=== Texte fourni ===
--------------------

Elle ne peut se dissocier du passé historique de l'Aquitaine et, dès
l'Antiquité, on retrouve la trace de ce village à tradition
fortement viticole.
Depuis la conquête de la Gaule par Jules César et jusqu'en 471, les
Romains occupent la région et entreprennent de mettre en valeur les
terres fertiles proches de la Garonne, défrichent les coteaux et
plantent les premières vignes. De riches patriciens s'implantent
dans ce paysage accueillant, à côté de Sainte-Croix-du-Mont (on peut
encore admirer les vestiges d'une villa gallo-romaine qui aurait
appartenu à Ausone). Dans le village même, au lieu-dit le Peyrat, on
aurait également retrouvé les traces d'une sépulture gallo-romaine.
En 1153, l'Aquitaine va connaître un changement qui va marquer trois
siècles de son histoire : elle devient une province anglaise et ce,
jusqu'en 1455 ; Eléonore, fille du Duc d'Aquitaine, l'apporte en dot
au Roi d'Angleterre Henri II Plantagenet.

--------------------

=== Lignes d'un jeu de données de pointage ===
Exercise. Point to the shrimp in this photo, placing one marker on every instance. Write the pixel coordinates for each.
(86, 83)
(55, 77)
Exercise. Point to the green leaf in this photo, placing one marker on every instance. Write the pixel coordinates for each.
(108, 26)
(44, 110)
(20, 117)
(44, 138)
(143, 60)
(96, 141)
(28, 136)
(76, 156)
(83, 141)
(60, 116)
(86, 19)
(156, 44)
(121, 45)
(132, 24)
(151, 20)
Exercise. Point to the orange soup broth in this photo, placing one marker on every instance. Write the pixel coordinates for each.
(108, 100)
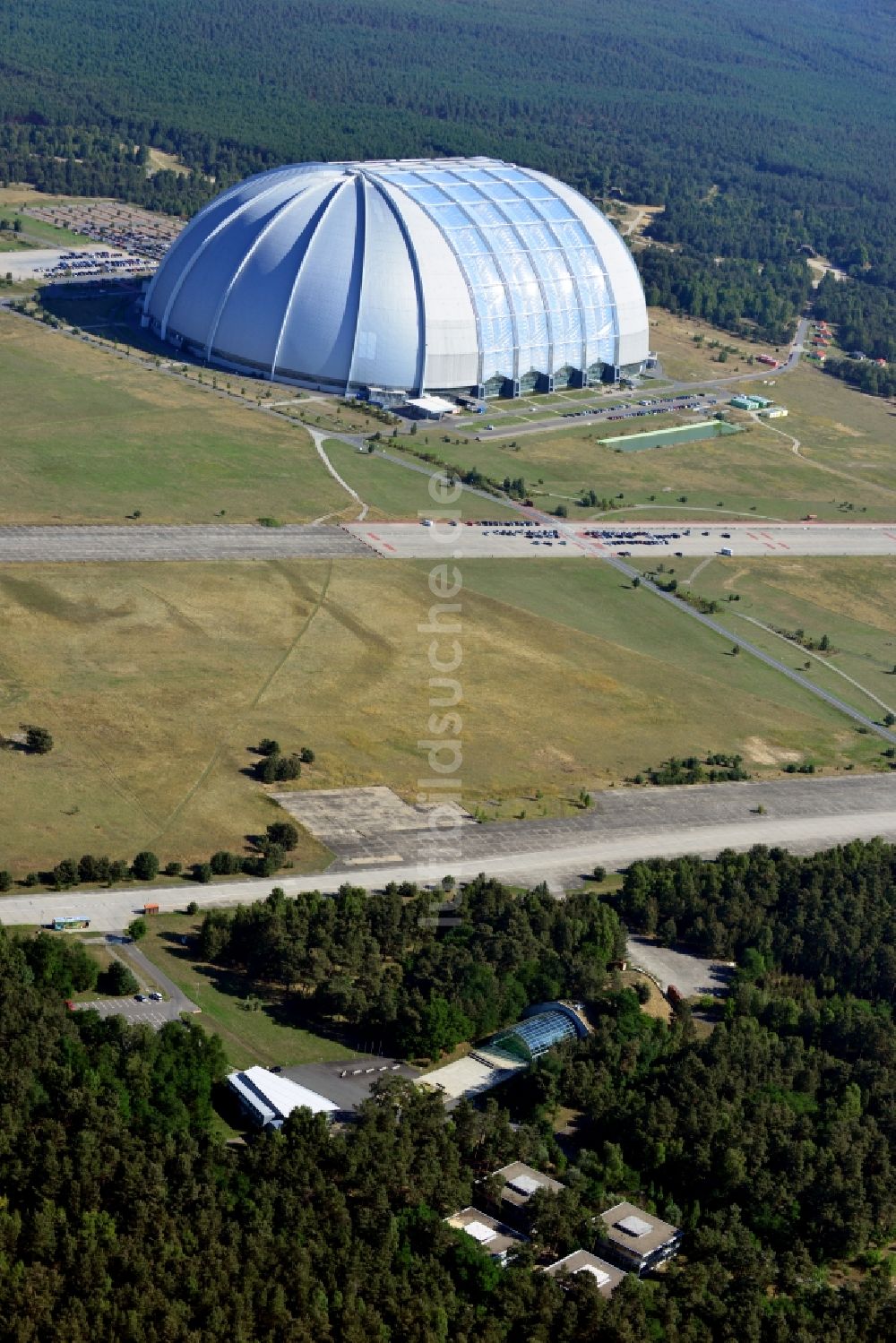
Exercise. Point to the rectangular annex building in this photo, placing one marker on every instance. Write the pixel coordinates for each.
(492, 1235)
(638, 1241)
(269, 1098)
(606, 1276)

--------------------

=== Exercice proposé A ===
Répondez à ces questions sur le texte fourni :
(i) Jusqu'en quelle année les Romains occupent-ils la région ?
(ii) Quelles traces aurait-on retrouvées au lieu-dit le Peyrat ?
(iii) À quel roi Eléonore apporte-t-elle l'Aquitaine en dot ?
=== Exercice proposé B ===
Veuillez mettre à l'échelle les lignes de la liste comprises entre la ligne contenant "Exercise. Point to the green" et la fin de la liste, incluses. Multipliez chaque coordonnée des réponses par 0,2 et arrondissez-la à l'entier, les demis vers le haut, puis recopiez uniquement ces lignes, consignes comprises, sans les images.
Le texte et la liste n'ont aucun lien entre eux.

=== Solution A ===
(i) Jusqu'en 471.
(ii) Les traces d'une sépulture gallo-romaine.
(iii) Au roi d'Angleterre Henri II Plantagenet.

=== Solution B ===
Exercise. Point to the green leaf in this photo, placing one marker on every instance. Write the pixel coordinates for each.
(22, 5)
(9, 22)
(4, 23)
(9, 28)
(29, 12)
(19, 28)
(6, 27)
(15, 31)
(17, 28)
(12, 23)
(17, 4)
(31, 9)
(24, 9)
(26, 5)
(30, 4)
Exercise. Point to the orange soup broth in this photo, placing one marker on every instance. Write the pixel coordinates for each.
(22, 20)
Exercise. Point to the rectangular annex building in this photo, placing one marker on every instance. Write the pixel coordinates for each.
(98, 247)
(128, 248)
(54, 220)
(121, 255)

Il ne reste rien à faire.